• [WHAT TO PRODUCE]: In the listing below, find each line containing "knee" and report it.

◆ ◆ ◆ ◆

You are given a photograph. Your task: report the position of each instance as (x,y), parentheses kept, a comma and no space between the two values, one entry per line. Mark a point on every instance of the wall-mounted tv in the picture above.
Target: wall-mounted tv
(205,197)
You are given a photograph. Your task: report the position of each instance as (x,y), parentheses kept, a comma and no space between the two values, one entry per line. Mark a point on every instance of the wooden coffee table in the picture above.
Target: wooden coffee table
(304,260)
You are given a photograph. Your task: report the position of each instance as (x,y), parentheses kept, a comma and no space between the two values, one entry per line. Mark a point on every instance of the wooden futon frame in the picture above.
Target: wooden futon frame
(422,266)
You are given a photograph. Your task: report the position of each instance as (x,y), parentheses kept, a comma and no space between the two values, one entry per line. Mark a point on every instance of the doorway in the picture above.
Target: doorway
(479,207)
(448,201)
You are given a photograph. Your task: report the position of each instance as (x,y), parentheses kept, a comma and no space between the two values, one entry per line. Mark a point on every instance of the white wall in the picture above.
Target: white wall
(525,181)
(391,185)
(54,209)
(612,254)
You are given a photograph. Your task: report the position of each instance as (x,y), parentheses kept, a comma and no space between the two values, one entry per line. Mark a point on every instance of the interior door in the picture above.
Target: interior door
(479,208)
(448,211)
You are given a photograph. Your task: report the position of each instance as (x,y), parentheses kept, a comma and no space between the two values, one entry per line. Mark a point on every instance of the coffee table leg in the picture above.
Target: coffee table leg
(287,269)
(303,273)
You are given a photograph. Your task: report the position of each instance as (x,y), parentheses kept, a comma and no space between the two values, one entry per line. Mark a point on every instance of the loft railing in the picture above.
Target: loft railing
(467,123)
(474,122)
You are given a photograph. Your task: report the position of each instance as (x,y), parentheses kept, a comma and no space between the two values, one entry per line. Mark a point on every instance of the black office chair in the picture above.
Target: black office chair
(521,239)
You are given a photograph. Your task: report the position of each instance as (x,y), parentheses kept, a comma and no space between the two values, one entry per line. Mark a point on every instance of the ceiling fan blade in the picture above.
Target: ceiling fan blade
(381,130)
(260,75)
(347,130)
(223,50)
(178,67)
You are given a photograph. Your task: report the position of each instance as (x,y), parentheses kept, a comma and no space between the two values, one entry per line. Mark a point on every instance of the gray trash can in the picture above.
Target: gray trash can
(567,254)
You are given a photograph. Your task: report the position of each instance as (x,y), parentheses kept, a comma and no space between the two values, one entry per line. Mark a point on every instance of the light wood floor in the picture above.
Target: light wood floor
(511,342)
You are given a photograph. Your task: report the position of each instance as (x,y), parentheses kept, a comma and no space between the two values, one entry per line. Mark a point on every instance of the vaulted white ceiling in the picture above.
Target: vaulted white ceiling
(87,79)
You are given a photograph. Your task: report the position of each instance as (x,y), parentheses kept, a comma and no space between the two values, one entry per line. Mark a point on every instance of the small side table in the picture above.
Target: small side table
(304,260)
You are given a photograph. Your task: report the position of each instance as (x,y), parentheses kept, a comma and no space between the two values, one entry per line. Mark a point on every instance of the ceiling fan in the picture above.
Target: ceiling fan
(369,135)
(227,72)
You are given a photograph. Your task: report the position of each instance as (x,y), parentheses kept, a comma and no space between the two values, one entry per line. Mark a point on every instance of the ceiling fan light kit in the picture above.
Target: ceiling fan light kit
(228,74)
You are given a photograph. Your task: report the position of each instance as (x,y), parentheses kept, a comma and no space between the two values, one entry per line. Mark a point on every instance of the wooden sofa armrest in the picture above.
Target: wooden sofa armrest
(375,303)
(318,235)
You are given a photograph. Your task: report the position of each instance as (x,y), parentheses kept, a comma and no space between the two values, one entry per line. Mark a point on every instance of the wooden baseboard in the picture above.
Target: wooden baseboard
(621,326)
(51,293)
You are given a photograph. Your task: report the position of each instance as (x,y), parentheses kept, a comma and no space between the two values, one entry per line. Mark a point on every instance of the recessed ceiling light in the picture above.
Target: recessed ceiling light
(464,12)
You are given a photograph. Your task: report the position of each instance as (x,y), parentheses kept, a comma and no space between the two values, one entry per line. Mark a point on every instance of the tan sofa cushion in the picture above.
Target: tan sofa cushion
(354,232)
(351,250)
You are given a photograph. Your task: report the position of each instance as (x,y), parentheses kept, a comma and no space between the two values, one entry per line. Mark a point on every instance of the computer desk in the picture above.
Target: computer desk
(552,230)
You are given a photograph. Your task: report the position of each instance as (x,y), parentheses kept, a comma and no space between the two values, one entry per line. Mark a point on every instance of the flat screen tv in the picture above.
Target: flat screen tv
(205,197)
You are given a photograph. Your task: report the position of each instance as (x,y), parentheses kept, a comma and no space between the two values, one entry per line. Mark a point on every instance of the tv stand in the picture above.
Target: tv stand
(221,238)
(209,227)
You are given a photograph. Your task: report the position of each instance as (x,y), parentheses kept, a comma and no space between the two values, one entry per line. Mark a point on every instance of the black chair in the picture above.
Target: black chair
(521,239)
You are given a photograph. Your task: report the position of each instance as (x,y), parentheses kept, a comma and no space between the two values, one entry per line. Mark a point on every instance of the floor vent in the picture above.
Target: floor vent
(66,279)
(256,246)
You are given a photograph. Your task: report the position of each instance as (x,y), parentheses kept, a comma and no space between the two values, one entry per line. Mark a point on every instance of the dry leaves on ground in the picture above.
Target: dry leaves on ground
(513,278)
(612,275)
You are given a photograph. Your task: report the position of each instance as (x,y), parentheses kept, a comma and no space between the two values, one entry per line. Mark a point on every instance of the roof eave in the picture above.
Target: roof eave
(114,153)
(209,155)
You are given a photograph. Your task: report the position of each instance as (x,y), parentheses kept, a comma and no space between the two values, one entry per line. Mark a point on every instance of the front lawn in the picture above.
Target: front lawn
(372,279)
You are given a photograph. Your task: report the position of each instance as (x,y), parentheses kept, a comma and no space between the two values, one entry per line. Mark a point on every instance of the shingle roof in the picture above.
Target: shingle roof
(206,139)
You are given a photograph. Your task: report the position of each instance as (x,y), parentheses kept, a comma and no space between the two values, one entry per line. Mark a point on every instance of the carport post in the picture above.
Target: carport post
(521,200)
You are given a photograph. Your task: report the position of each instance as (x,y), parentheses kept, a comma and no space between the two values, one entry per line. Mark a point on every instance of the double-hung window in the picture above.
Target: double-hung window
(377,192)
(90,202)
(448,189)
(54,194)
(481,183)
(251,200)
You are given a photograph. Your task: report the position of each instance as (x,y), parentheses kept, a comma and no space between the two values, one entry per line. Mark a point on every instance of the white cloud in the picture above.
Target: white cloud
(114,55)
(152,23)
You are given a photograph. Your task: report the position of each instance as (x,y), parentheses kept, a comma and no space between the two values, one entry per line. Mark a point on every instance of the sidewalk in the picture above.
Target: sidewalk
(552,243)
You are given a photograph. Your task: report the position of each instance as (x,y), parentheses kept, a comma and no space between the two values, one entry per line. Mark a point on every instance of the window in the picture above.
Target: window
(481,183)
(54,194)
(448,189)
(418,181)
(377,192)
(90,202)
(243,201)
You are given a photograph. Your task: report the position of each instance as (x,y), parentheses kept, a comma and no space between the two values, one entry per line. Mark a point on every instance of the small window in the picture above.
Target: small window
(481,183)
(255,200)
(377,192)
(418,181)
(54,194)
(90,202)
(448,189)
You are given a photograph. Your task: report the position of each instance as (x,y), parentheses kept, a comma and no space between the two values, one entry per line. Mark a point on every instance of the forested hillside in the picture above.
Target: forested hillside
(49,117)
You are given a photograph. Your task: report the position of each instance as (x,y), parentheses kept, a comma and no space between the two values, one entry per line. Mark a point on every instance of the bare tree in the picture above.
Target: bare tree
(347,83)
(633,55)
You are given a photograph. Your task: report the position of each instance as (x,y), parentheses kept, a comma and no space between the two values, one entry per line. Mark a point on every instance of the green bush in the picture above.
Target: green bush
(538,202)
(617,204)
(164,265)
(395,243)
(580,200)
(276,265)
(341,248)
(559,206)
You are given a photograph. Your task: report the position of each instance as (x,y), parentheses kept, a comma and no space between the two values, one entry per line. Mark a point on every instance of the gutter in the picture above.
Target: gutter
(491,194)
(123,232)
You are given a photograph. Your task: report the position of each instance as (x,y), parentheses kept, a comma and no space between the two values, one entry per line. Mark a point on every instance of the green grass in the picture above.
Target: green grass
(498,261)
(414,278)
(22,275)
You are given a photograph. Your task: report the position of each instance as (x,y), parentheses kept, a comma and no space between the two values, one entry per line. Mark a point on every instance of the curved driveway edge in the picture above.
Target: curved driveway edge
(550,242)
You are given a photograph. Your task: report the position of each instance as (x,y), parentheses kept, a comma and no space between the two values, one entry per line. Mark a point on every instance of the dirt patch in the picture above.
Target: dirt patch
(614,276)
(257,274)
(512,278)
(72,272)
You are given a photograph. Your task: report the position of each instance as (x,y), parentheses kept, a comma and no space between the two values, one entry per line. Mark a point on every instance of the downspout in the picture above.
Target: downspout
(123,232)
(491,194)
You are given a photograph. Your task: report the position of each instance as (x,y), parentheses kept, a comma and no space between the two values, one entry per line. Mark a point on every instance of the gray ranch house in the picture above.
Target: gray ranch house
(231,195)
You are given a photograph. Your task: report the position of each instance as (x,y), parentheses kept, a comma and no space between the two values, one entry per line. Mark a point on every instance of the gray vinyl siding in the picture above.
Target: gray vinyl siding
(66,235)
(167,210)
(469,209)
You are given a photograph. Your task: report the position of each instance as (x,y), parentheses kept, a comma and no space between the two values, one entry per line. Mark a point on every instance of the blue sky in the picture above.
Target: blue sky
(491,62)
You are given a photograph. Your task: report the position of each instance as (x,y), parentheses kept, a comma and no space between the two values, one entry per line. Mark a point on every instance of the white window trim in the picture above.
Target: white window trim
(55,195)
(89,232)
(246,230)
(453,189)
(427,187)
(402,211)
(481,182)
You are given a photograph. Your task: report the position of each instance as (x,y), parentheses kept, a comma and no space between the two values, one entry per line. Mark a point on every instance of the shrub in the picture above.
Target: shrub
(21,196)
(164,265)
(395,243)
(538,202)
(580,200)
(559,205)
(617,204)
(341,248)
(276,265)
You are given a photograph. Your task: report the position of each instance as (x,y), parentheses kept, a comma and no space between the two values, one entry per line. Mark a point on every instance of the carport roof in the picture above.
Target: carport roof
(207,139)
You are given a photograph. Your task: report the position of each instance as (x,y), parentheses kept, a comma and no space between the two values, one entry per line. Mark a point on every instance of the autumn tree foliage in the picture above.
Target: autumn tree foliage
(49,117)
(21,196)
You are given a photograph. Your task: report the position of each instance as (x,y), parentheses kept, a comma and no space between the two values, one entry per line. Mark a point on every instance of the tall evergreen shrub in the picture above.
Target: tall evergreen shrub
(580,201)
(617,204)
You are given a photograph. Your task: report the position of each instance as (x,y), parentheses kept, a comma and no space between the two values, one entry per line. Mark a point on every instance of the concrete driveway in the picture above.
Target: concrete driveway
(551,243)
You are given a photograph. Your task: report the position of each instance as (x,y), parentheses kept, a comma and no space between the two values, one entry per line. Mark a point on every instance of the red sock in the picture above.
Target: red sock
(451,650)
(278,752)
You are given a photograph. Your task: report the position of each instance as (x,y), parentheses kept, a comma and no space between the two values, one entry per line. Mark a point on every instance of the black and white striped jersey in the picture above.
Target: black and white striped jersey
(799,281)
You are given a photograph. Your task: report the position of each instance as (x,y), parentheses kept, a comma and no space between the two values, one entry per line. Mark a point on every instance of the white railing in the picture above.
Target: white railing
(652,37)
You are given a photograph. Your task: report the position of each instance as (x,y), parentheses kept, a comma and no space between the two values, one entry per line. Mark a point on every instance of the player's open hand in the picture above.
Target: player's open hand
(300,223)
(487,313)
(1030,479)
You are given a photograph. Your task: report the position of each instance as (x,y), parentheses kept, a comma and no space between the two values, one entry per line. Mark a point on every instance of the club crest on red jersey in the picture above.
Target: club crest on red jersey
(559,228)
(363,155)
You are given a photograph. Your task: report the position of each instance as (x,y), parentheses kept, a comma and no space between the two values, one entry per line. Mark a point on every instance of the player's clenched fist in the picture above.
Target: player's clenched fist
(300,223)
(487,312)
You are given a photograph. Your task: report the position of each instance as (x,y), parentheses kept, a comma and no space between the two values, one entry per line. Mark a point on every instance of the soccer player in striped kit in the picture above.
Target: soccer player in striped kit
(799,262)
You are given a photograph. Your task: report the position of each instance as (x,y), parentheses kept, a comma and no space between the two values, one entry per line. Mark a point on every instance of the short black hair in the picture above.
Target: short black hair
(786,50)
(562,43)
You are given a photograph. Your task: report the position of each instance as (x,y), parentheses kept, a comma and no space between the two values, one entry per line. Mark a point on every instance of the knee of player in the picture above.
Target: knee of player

◆ ◆ ◆ ◆

• [YOUR RESPONSE]:
You are given a photograph. Your task: report the position of each instance as (x,y), parentheses kept, a comma and no space between the two values, one entry per line. Mark a point on every instance of the knee of player in the picture above.
Target: knee of player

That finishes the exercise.